Input rows:
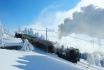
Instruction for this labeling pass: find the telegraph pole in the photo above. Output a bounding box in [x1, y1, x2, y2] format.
[46, 28, 48, 52]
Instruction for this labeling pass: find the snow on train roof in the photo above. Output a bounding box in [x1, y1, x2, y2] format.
[0, 38, 22, 47]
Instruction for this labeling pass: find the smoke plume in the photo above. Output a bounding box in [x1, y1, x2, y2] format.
[58, 5, 104, 39]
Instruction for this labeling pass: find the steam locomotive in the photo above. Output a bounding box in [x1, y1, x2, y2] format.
[56, 47, 81, 63]
[15, 32, 56, 53]
[15, 33, 81, 63]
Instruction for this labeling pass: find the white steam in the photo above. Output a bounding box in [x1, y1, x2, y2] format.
[59, 5, 104, 39]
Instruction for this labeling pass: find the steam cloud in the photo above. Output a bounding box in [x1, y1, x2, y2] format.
[58, 5, 104, 39]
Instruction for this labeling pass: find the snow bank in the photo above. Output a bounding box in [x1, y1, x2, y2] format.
[0, 49, 84, 70]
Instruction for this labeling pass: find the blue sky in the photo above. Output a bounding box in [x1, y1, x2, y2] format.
[0, 0, 80, 32]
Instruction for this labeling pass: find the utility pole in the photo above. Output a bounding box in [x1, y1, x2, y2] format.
[46, 28, 48, 52]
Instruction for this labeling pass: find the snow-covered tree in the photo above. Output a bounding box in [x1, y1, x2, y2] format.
[18, 26, 22, 33]
[30, 28, 34, 36]
[21, 39, 34, 51]
[0, 22, 4, 38]
[40, 34, 45, 40]
[35, 32, 39, 37]
[23, 27, 28, 34]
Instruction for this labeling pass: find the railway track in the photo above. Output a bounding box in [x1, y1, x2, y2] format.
[77, 62, 98, 70]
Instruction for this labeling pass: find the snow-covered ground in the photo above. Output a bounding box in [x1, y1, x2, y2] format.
[0, 48, 104, 70]
[0, 49, 82, 70]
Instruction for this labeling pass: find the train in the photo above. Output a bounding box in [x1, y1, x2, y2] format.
[15, 32, 81, 63]
[56, 47, 81, 63]
[15, 32, 56, 53]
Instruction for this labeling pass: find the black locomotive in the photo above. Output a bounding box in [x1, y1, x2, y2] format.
[56, 47, 81, 63]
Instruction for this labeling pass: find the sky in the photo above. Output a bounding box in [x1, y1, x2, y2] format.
[0, 0, 80, 32]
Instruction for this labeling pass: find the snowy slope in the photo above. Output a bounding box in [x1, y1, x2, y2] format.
[0, 49, 82, 70]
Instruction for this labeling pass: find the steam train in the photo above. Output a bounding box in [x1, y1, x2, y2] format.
[15, 33, 81, 63]
[56, 47, 81, 63]
[15, 32, 56, 53]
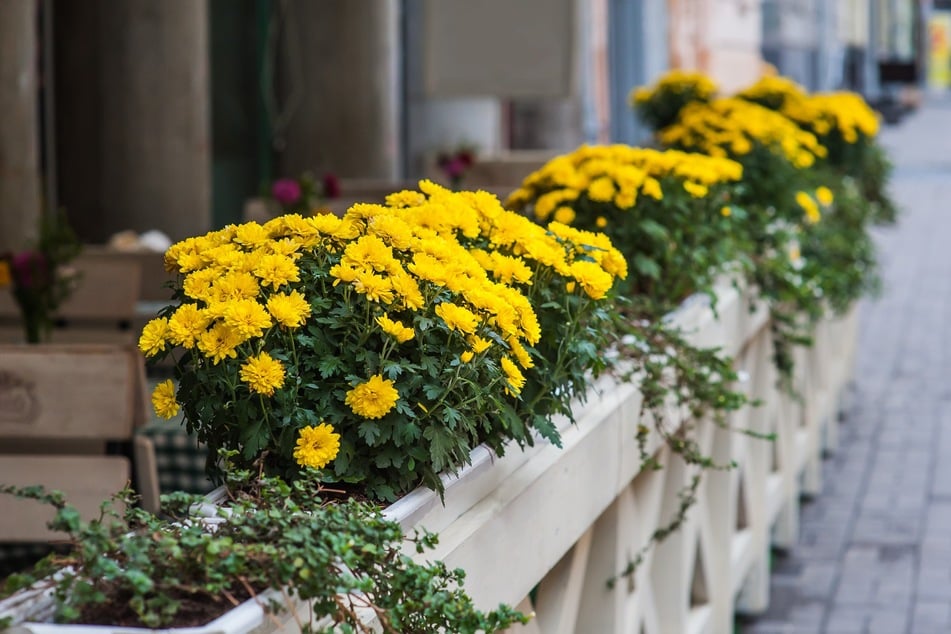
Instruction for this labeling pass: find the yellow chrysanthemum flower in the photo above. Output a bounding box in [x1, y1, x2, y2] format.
[211, 271, 261, 302]
[571, 260, 614, 299]
[501, 357, 525, 396]
[224, 299, 274, 341]
[816, 185, 835, 207]
[345, 374, 400, 418]
[376, 315, 416, 343]
[182, 269, 221, 301]
[241, 352, 284, 396]
[168, 304, 211, 350]
[198, 323, 243, 365]
[684, 181, 710, 198]
[796, 191, 822, 224]
[588, 176, 617, 203]
[152, 379, 178, 420]
[466, 335, 492, 354]
[294, 423, 340, 469]
[353, 271, 393, 304]
[267, 290, 310, 328]
[234, 222, 271, 248]
[139, 317, 170, 357]
[254, 253, 300, 289]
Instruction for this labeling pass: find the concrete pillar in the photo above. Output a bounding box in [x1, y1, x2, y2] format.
[282, 0, 400, 179]
[0, 0, 40, 252]
[511, 97, 585, 152]
[98, 0, 208, 240]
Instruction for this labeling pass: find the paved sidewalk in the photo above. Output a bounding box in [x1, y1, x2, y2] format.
[738, 102, 951, 634]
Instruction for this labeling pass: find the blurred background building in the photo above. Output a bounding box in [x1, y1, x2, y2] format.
[0, 0, 928, 251]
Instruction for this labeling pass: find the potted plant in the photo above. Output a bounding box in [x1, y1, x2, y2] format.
[139, 182, 625, 501]
[0, 456, 527, 634]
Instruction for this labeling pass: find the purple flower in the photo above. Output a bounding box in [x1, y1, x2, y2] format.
[271, 178, 301, 206]
[10, 251, 49, 289]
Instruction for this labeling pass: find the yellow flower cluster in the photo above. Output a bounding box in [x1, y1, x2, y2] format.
[387, 181, 627, 304]
[789, 91, 879, 143]
[628, 69, 717, 106]
[737, 76, 879, 144]
[139, 181, 627, 468]
[506, 144, 743, 224]
[294, 423, 340, 469]
[659, 98, 826, 169]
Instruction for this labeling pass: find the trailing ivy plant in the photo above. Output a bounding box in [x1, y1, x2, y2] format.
[507, 145, 764, 574]
[0, 456, 528, 634]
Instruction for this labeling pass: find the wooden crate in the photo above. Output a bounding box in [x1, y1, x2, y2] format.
[0, 344, 155, 541]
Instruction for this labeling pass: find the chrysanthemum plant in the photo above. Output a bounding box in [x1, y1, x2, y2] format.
[507, 145, 760, 584]
[737, 75, 897, 224]
[658, 97, 827, 384]
[507, 145, 745, 317]
[139, 182, 624, 500]
[628, 69, 717, 130]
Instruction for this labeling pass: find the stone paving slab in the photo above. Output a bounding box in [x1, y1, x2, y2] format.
[737, 101, 951, 634]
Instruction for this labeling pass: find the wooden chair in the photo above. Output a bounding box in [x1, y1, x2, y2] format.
[0, 252, 142, 344]
[0, 344, 157, 543]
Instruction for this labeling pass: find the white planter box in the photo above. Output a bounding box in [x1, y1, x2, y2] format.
[0, 286, 855, 634]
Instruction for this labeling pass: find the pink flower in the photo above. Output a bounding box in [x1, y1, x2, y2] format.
[271, 178, 301, 206]
[10, 251, 49, 288]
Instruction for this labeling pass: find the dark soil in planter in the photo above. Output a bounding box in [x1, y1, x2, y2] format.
[78, 584, 251, 628]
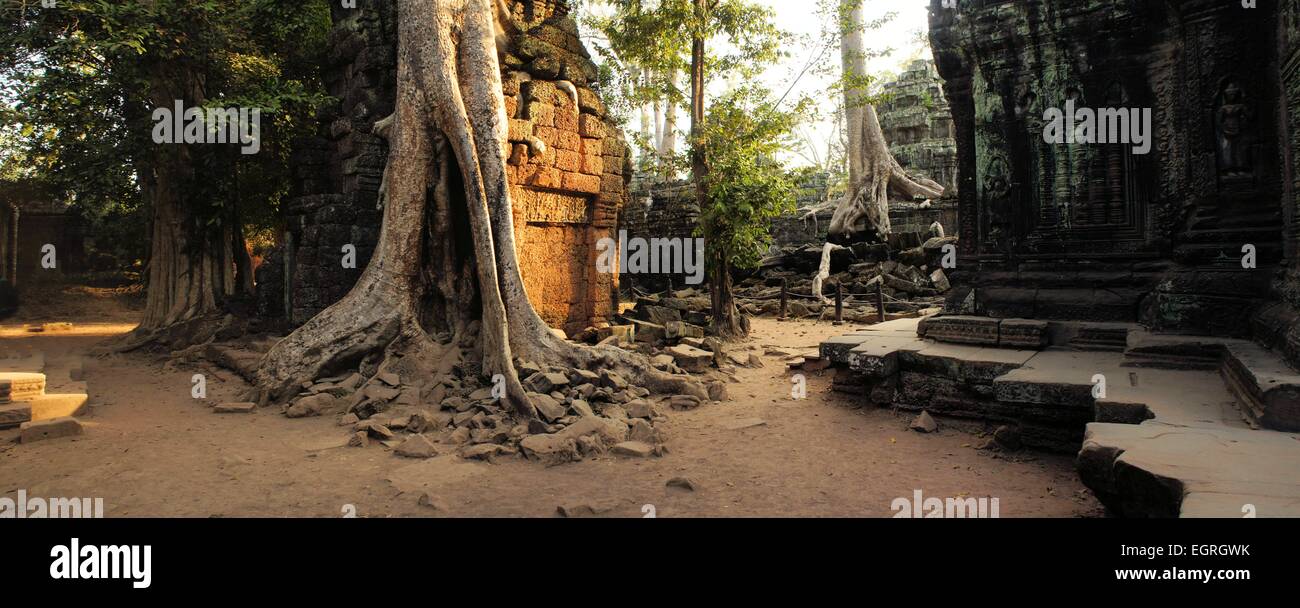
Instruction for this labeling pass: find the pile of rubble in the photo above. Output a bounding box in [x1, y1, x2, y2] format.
[736, 225, 957, 322]
[228, 355, 725, 464]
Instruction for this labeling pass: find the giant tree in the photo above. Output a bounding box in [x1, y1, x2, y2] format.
[831, 0, 944, 240]
[248, 0, 705, 418]
[0, 0, 328, 348]
[587, 0, 789, 336]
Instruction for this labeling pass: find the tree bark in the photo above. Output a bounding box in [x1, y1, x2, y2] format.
[257, 0, 703, 413]
[109, 61, 235, 351]
[831, 0, 944, 240]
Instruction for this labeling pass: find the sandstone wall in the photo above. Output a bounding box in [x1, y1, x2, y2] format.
[879, 60, 957, 195]
[1255, 0, 1300, 368]
[931, 0, 1284, 335]
[267, 0, 627, 331]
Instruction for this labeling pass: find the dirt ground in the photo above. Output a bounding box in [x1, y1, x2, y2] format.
[0, 288, 1101, 517]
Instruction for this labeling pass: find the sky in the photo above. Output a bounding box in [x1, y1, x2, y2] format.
[584, 0, 931, 166]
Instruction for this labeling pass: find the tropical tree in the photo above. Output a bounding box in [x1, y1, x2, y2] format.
[585, 0, 789, 336]
[0, 0, 329, 348]
[693, 87, 813, 335]
[249, 0, 706, 418]
[831, 0, 944, 240]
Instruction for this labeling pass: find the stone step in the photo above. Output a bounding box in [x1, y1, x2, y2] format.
[1222, 342, 1300, 433]
[1070, 323, 1131, 352]
[1078, 420, 1300, 518]
[0, 351, 46, 373]
[27, 392, 90, 421]
[0, 372, 46, 401]
[1125, 333, 1300, 433]
[0, 401, 31, 429]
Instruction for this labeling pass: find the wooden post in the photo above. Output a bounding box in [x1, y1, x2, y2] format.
[281, 230, 296, 326]
[835, 281, 844, 325]
[876, 277, 885, 323]
[781, 278, 789, 321]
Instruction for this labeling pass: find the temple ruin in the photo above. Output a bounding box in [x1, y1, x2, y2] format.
[259, 0, 631, 333]
[822, 0, 1300, 517]
[876, 60, 957, 194]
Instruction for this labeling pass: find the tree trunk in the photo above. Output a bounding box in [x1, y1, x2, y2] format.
[659, 70, 677, 166]
[257, 0, 703, 421]
[831, 0, 944, 240]
[111, 62, 234, 351]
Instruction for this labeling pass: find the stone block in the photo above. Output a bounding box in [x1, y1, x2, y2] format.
[998, 318, 1048, 349]
[924, 316, 1001, 346]
[20, 417, 82, 443]
[0, 401, 31, 429]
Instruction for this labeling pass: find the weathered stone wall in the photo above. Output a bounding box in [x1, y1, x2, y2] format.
[503, 0, 631, 333]
[1255, 0, 1300, 368]
[878, 60, 957, 194]
[276, 0, 627, 331]
[931, 0, 1283, 335]
[619, 181, 699, 292]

Required task:
State only the number of lines in the entries above that contain the word "yellow".

Reply:
2